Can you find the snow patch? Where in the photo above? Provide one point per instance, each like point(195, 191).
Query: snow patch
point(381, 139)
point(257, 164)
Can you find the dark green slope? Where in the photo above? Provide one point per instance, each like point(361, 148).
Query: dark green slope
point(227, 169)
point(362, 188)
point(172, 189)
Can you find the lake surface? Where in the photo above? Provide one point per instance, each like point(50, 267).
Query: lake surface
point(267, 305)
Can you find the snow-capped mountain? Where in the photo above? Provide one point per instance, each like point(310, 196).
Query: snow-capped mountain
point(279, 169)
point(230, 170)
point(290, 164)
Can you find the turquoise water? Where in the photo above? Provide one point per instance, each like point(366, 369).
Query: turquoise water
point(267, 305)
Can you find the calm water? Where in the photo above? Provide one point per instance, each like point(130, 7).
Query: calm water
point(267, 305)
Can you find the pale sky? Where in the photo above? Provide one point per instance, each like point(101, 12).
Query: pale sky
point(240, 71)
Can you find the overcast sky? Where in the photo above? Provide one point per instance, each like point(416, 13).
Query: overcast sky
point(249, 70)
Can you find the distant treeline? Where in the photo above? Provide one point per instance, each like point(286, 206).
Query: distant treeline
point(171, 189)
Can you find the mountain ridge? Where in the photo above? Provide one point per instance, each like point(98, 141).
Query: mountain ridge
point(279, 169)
* * *
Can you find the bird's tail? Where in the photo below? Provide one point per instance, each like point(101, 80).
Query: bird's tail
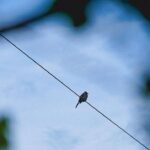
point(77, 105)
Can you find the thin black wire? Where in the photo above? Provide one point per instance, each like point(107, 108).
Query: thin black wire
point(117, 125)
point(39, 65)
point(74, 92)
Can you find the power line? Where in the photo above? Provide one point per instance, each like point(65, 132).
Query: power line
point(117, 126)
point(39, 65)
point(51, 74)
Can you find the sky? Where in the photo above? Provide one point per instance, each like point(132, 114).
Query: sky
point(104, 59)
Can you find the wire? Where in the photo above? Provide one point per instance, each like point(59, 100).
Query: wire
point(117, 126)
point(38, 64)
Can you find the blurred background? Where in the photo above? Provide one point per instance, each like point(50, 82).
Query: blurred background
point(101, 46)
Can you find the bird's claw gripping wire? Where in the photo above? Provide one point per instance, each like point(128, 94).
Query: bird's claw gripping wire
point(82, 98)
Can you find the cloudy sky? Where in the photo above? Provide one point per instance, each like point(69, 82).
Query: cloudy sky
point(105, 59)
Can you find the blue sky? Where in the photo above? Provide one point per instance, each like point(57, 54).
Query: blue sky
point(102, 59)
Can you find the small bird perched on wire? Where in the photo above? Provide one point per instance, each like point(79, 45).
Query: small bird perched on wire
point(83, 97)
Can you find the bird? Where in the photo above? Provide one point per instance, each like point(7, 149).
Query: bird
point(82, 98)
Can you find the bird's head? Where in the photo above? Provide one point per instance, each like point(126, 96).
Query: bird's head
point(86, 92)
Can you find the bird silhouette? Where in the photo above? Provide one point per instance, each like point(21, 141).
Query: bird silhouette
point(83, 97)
==
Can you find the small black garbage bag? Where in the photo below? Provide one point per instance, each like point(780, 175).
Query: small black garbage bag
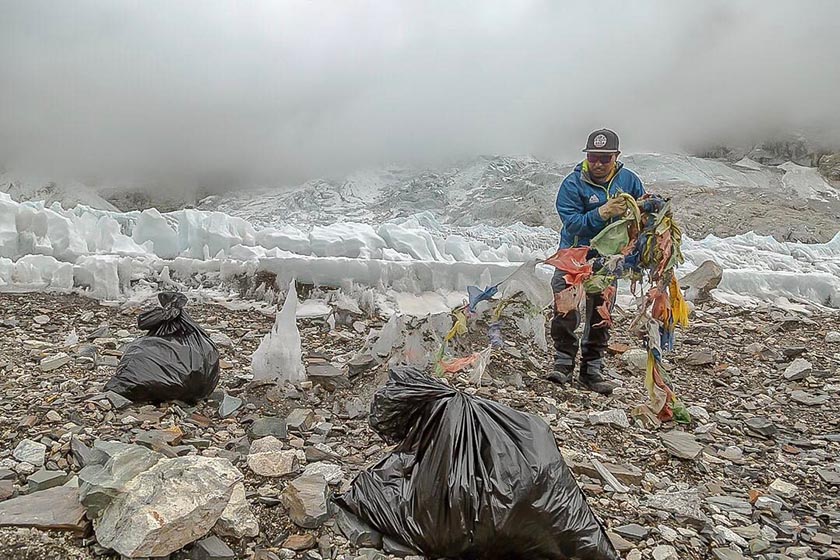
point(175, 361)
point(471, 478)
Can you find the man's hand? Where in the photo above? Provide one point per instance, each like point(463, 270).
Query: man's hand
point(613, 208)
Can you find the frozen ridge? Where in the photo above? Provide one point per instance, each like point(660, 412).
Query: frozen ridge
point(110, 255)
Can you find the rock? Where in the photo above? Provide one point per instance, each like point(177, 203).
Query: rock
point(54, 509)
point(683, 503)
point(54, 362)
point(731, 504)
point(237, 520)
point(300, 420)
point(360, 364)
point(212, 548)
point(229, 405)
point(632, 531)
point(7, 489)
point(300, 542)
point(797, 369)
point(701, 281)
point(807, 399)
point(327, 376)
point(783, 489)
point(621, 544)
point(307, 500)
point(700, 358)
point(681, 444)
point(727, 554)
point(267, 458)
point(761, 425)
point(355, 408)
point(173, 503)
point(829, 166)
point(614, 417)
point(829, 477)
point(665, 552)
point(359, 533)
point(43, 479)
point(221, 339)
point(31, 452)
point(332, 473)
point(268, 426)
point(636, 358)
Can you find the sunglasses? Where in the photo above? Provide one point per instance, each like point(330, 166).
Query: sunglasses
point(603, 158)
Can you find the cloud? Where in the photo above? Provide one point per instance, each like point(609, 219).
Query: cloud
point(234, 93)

● **Problem**
Render the items above as a numbered list, running from the line that contains "Can you find the snow patch?" through the line that contains "point(249, 70)", with both of those lines included and any blank lines omitted.

● **Reply**
1. Can you find the snow patch? Where in the photo above? Provide one point per instance, each like point(195, 191).
2. Query: snow patch
3. point(381, 139)
4. point(257, 164)
5. Can you find the dark green slope? Where in the photo above? Provide one point per instance, each like point(361, 148).
6. Query: dark green slope
7. point(227, 169)
8. point(362, 188)
9. point(172, 189)
10. Can you find the lake surface? Where in the photo above? Provide one point per instance, each like point(50, 267).
11. Query: lake surface
12. point(267, 305)
13. Can you find the snow-capped mountain? Where in the photo above? Provide one point per instance, each like point(310, 196).
14. Query: snow-capped mountain
15. point(279, 169)
16. point(230, 170)
17. point(290, 164)
18. Can you find the turquoise water? Where in the photo above? Provide one point per instance, each like point(366, 369).
19. Query: turquoise water
20. point(267, 305)
21. Can you find the calm water? Where in the photo above? Provide one point per instance, each like point(130, 7).
22. Query: calm water
23. point(267, 305)
24. Can you find the pale sky? Where in the photo above? Provide one point per instance, each like point(101, 12).
25. Query: pale sky
26. point(240, 71)
27. Can you find the overcast sky? Where in the photo above? Provide one point per instance, each like point(416, 13).
28. Query: overcast sky
29. point(249, 70)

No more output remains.